- STATED GOAL: Copy the part of the material that opens with the line containing "In this photo, each instance of the roasted" and closes with the line containing "In this photo, each instance of the man's", swapping "thyme leaf" for "rosemary needle". Leave everything else unchanged.

Object location annotation data:
<<<<

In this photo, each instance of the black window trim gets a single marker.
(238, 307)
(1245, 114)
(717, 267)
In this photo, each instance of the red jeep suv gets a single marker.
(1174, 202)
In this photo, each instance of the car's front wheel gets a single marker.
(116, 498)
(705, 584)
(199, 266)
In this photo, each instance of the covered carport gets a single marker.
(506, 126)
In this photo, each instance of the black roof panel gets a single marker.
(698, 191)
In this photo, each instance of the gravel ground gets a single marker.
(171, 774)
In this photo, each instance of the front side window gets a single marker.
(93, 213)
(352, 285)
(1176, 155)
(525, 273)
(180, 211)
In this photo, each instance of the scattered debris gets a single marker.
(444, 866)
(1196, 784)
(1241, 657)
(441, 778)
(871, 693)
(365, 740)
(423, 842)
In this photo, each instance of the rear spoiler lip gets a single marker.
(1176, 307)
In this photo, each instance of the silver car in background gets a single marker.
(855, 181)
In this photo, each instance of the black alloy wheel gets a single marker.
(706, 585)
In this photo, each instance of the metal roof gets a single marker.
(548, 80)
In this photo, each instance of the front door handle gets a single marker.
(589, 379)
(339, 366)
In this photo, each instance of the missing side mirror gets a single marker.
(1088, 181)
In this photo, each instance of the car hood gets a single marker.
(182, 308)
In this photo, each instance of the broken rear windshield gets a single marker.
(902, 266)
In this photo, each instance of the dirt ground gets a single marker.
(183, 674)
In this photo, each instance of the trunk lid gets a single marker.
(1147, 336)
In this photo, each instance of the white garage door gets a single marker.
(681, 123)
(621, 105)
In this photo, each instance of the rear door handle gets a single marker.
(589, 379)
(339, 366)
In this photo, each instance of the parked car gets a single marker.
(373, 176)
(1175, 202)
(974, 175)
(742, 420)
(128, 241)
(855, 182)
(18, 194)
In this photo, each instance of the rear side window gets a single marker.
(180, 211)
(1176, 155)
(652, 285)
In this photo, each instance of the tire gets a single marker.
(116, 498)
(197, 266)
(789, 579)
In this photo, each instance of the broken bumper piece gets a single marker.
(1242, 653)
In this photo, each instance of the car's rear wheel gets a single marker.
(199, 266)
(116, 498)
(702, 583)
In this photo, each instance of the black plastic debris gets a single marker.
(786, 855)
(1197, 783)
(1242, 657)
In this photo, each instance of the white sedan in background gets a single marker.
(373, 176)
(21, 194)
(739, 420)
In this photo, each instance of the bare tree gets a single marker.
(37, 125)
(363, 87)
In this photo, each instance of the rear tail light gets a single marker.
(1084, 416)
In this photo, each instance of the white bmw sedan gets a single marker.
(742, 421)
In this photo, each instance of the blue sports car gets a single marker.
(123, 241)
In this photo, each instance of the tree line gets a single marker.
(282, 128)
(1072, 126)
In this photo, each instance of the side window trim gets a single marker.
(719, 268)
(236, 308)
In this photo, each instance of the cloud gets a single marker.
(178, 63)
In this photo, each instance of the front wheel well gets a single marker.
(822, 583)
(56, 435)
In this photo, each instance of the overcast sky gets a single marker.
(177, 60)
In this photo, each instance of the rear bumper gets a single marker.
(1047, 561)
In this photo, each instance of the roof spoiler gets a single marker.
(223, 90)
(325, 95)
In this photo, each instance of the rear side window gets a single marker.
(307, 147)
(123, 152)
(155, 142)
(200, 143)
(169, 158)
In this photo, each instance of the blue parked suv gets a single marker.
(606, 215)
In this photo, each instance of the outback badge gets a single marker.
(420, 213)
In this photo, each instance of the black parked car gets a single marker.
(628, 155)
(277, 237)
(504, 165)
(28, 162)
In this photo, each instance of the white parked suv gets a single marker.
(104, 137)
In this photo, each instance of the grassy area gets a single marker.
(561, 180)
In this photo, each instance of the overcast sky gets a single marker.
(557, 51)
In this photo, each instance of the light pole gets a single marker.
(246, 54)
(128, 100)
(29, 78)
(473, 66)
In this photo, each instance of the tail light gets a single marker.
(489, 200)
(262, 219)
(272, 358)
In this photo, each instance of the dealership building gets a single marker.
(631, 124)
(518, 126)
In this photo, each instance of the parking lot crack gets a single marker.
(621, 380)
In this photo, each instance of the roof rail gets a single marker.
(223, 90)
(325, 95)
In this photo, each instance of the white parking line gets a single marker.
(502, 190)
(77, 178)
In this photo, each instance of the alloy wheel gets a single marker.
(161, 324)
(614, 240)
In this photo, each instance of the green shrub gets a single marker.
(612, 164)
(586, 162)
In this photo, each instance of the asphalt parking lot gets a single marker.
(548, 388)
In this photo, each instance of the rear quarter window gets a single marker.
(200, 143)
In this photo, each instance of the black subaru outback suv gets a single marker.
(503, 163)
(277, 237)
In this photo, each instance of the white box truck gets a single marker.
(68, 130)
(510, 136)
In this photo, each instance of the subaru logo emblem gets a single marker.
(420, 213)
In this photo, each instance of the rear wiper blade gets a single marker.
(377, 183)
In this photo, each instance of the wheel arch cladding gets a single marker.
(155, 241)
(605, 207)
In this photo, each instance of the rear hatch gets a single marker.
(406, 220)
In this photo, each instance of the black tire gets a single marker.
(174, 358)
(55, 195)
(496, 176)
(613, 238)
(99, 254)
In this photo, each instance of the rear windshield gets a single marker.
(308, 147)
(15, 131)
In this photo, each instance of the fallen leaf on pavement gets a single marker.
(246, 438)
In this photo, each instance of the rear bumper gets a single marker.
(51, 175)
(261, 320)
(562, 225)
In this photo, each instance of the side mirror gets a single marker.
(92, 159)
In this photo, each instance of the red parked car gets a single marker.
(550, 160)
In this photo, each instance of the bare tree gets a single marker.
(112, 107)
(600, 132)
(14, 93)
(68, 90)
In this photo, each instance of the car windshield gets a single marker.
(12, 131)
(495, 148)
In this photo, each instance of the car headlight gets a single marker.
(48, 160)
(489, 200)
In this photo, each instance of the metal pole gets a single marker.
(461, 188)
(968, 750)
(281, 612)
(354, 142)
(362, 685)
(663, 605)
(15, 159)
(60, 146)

>>>>
<<<<

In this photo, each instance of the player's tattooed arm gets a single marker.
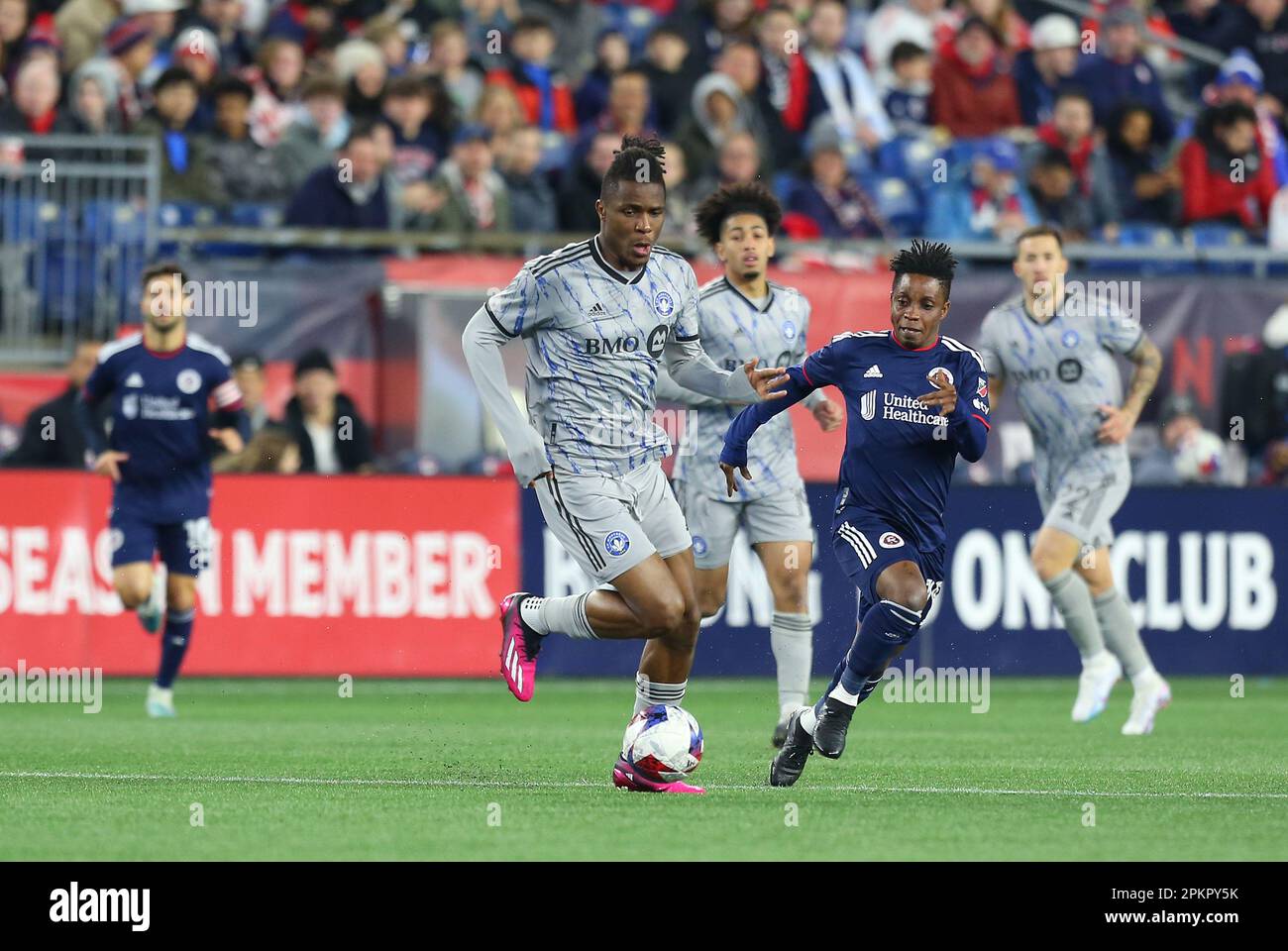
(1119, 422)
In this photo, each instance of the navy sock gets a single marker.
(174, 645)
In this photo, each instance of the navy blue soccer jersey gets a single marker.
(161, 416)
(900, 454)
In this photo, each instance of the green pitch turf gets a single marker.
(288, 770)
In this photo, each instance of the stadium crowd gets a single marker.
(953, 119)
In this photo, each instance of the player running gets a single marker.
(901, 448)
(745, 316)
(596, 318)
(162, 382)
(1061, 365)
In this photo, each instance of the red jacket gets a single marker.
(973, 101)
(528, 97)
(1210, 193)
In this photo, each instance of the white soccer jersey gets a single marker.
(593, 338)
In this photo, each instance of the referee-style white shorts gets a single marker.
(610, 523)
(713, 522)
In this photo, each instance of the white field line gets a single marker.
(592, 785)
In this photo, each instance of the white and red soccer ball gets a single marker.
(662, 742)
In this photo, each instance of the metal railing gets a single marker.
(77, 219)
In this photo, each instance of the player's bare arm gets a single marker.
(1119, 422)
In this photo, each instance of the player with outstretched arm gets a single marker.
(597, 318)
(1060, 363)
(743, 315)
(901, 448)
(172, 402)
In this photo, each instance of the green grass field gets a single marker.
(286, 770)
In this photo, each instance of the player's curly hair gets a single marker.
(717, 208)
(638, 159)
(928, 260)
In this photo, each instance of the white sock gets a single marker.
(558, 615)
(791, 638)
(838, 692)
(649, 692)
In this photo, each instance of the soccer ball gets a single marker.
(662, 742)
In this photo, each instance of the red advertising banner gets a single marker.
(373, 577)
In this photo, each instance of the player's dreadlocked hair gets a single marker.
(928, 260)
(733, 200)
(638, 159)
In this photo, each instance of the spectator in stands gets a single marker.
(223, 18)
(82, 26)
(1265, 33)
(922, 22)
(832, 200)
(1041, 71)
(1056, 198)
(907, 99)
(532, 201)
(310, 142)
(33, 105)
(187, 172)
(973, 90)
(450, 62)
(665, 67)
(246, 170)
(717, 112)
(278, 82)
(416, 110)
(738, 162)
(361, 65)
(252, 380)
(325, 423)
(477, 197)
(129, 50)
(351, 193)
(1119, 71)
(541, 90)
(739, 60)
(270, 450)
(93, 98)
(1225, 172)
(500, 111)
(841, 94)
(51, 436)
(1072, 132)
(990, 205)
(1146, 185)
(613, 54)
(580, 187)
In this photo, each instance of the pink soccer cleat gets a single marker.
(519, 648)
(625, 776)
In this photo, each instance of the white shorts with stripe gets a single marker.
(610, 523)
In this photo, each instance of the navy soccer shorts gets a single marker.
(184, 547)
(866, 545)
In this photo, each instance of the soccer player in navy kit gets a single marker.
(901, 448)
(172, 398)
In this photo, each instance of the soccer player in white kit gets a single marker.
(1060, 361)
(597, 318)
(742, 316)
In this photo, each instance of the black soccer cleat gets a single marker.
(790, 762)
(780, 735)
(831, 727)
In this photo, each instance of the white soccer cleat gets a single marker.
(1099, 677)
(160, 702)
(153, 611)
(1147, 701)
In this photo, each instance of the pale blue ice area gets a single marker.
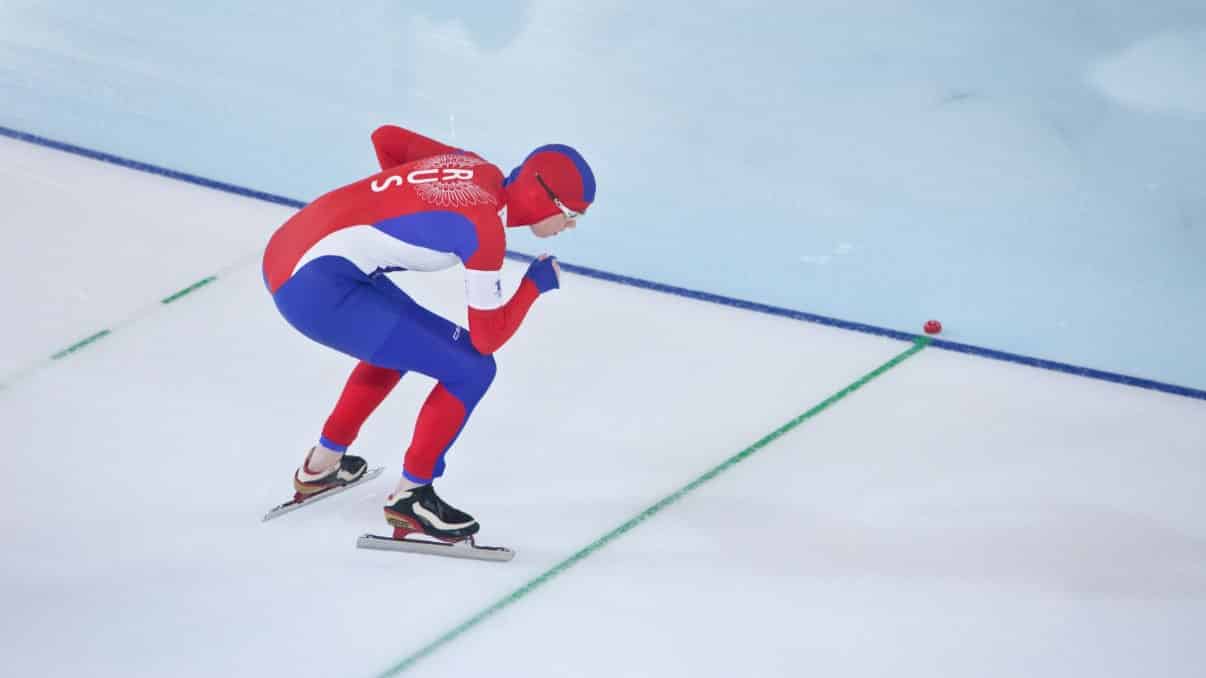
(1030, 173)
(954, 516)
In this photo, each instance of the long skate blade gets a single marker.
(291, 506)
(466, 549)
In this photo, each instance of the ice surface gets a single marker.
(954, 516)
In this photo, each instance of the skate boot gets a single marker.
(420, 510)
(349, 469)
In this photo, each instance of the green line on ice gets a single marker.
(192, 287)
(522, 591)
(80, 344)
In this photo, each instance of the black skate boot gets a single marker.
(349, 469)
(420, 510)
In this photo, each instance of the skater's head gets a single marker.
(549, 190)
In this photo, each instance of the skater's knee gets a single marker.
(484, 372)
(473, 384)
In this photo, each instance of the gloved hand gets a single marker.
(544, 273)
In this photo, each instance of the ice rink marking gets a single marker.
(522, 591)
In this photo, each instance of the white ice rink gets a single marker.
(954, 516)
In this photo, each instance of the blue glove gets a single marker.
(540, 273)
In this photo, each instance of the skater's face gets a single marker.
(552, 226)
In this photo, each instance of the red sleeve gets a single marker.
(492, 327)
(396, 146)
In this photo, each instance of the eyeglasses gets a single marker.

>>>>
<<<<

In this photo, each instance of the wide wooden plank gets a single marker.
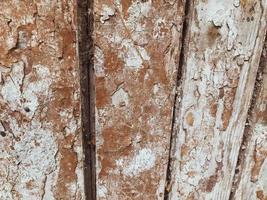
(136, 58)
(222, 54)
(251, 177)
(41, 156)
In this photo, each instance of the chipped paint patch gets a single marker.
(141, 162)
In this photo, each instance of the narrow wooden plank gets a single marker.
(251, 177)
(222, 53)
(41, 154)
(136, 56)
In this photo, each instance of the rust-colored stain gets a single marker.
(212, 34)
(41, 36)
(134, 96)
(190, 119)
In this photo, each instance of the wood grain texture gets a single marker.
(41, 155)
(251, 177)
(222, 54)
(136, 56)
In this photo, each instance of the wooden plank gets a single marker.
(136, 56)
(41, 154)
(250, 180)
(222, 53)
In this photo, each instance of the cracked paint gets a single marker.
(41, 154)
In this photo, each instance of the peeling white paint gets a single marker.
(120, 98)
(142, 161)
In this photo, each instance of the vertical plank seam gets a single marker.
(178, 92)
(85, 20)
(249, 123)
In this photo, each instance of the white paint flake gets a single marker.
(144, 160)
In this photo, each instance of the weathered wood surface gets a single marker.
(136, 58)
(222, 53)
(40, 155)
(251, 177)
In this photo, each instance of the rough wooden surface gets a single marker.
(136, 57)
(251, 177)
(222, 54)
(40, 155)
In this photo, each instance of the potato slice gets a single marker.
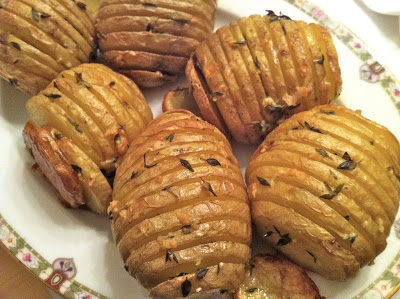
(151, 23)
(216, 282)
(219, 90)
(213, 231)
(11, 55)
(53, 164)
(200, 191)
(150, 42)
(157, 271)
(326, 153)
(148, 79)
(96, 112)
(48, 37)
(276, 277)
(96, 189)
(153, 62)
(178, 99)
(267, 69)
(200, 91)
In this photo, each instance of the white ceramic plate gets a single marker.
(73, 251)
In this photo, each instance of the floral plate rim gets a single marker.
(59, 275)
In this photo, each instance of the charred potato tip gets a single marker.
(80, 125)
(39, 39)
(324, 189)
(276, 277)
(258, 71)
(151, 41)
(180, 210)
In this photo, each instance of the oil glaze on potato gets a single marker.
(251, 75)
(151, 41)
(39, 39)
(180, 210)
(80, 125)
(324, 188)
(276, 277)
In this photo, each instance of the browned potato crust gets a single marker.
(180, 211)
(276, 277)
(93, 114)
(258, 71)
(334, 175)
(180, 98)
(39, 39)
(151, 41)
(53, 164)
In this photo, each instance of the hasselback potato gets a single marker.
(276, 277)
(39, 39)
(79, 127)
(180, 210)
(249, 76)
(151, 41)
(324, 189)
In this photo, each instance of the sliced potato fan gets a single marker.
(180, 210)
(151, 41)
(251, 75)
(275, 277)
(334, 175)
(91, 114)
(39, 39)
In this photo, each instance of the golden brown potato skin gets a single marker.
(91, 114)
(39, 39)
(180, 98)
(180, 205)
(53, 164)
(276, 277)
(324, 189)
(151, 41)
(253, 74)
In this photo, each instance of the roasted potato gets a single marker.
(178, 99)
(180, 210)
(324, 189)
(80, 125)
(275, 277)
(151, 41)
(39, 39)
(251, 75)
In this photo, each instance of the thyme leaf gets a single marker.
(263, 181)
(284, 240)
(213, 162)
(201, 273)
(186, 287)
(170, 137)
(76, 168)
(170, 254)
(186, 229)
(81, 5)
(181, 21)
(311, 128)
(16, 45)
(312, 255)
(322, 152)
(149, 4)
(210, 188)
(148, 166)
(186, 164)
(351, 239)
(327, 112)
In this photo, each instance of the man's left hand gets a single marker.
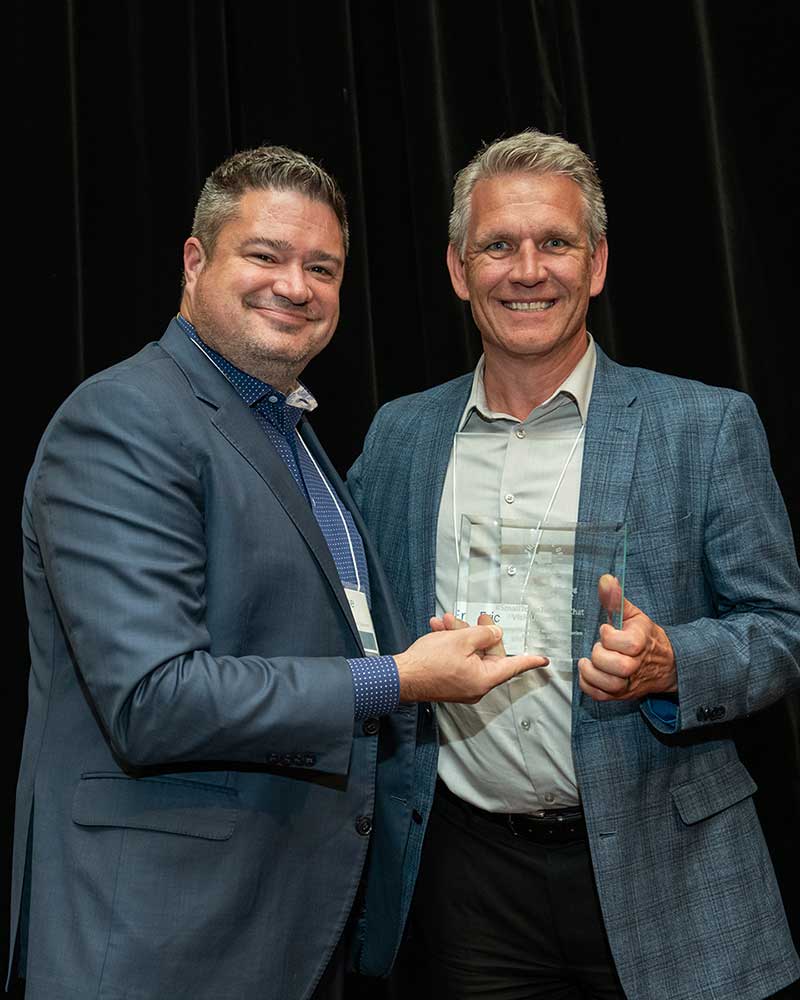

>>>>

- FULL ANSWER:
In this photo, each instance of the roasted potato gets a single marker.
(178, 99)
(180, 210)
(324, 189)
(80, 125)
(275, 277)
(151, 41)
(39, 39)
(251, 75)
In this photo, each instance of the rosemary needle gets a single marker.
(263, 181)
(284, 240)
(213, 162)
(201, 273)
(186, 287)
(170, 137)
(76, 168)
(170, 254)
(186, 229)
(81, 5)
(181, 21)
(311, 128)
(16, 45)
(312, 255)
(322, 152)
(149, 4)
(210, 188)
(148, 166)
(186, 164)
(351, 239)
(327, 112)
In this photo, each instance of the man's left hand gets a single marker.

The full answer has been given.